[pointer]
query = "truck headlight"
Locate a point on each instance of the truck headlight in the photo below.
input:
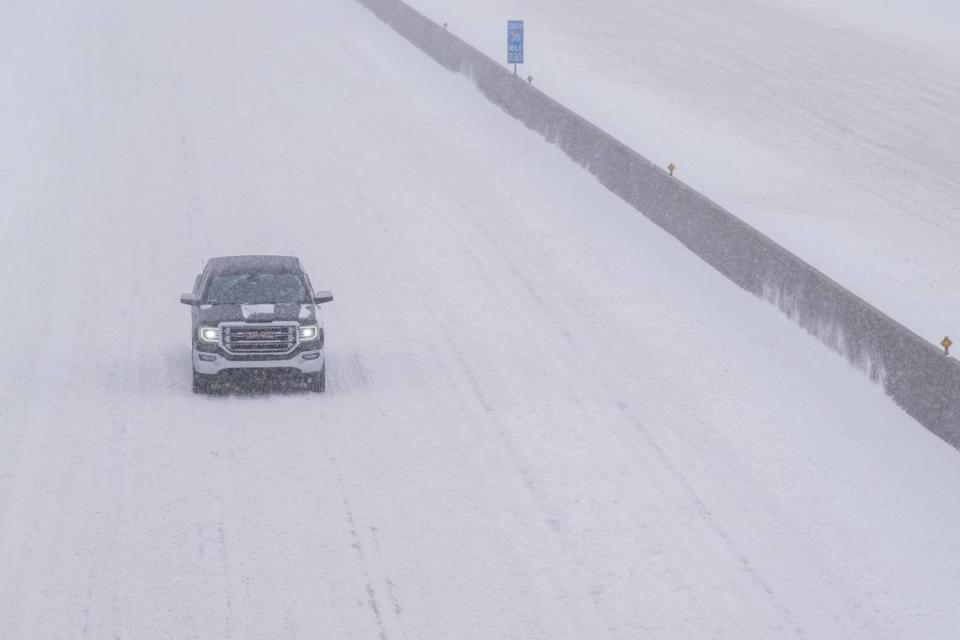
(209, 334)
(309, 333)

────────────────────────────────────────

### [WHAT IS EXPECTED]
Rewrite the entire listing above as a JSON list of strings, one string for each line. Omit blank lines and the picture.

### [WRITTEN RESPONSE]
[
  "[pointer]",
  "query = \"truck headlight\"",
  "Locate a point on each instance of the truck headlight in the photo below.",
  "input:",
  "(209, 334)",
  "(309, 333)"
]